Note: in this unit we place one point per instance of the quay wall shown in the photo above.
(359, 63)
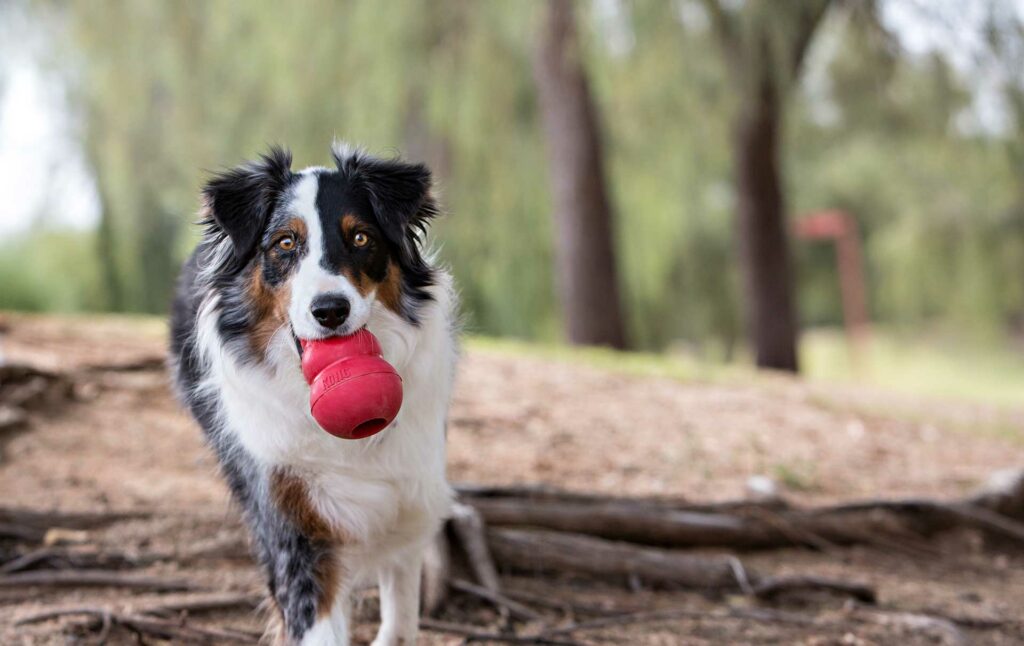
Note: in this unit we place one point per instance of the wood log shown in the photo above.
(744, 527)
(538, 550)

━━━━━━

EXERCISE REQUIREMENTS
Your copy should hold every record word for word and none of the pictures.

THE OUTPUT
Note: in this unit we place one point per instance of the quay wall shown in the photo above.
(359, 63)
Note: in this unit we place one point per instance of the wood log shown in the photo above.
(744, 527)
(538, 550)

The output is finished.